### Task statement
In the listing below, turn the part that opens with the line containing "395, one pair per line." and closes with the line containing "column 518, row 179" into a numbered list, one line per item, with both of those lines included and any blank lines left out. Give only those lines.

Dataset entries
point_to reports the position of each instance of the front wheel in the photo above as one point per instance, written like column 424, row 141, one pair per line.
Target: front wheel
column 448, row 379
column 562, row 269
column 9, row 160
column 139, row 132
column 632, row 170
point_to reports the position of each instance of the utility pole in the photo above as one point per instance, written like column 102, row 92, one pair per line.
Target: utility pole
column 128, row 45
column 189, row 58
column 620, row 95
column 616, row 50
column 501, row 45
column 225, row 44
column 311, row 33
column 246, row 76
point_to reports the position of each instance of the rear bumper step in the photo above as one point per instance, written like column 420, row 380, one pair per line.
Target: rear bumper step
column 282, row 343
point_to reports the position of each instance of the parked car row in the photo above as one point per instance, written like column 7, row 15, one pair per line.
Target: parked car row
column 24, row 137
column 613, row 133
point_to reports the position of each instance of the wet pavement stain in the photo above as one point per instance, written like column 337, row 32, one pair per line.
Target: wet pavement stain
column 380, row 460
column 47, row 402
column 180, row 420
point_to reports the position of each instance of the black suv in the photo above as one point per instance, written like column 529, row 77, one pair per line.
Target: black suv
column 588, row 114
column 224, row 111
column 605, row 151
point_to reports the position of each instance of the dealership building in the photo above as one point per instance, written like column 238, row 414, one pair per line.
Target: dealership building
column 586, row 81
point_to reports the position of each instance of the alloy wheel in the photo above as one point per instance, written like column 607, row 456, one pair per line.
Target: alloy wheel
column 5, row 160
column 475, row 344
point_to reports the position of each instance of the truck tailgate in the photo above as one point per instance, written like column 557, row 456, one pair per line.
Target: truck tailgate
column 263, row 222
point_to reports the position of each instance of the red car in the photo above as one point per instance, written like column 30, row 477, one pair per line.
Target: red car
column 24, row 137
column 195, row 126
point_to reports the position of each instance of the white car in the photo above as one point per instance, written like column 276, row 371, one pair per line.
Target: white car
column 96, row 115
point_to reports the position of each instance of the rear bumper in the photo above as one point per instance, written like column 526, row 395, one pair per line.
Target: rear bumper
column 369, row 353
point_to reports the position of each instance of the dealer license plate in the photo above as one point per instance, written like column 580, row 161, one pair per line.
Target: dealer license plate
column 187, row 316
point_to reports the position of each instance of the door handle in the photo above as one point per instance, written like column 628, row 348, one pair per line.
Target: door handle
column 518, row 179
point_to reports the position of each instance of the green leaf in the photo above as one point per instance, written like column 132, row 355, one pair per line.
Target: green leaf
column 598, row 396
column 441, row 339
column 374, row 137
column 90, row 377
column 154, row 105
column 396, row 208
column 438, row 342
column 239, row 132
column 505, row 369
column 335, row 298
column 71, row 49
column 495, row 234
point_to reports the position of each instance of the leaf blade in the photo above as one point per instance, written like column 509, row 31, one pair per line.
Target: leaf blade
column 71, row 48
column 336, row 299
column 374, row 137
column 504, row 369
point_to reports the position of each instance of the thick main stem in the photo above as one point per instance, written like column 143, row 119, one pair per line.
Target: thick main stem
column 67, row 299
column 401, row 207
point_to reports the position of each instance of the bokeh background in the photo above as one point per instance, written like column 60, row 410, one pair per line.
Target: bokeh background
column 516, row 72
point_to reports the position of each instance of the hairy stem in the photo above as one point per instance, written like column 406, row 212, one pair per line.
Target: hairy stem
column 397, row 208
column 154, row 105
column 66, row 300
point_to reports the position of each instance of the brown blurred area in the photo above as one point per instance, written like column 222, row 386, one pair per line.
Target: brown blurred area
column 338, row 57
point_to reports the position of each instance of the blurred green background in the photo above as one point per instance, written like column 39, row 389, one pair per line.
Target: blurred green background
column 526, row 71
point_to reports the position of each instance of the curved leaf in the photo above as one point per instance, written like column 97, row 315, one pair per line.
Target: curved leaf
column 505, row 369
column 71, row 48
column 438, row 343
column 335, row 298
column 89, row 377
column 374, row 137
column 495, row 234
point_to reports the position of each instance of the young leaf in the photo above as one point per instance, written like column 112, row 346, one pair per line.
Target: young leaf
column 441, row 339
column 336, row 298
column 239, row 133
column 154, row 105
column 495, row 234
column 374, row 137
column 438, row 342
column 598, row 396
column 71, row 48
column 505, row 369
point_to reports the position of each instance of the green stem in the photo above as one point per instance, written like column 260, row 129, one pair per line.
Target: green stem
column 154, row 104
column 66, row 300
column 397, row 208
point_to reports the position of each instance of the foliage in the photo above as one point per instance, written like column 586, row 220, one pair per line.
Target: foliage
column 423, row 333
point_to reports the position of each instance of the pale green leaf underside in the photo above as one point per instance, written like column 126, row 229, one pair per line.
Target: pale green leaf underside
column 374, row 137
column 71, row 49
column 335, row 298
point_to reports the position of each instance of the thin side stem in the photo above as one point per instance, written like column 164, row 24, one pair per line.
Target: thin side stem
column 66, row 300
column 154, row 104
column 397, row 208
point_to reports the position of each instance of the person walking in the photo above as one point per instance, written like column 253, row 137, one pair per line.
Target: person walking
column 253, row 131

### Answer in full
1. point_to reports the position of each instance of the rear bumper in the photo above as one point per instance, written like column 526, row 395, one pair per line.
2. Target: rear bumper
3. column 369, row 353
4. point_to reports the position of each instance of the dealer license plate in the photo above as one point per instance, written like column 580, row 161, one pair per line.
5. Target: dealer license plate
6. column 187, row 316
7. point_to reports the position of each instance of the door handle in the photo above as one point per instance, written like column 628, row 348, one pair per line.
8. Target: door handle
9. column 518, row 179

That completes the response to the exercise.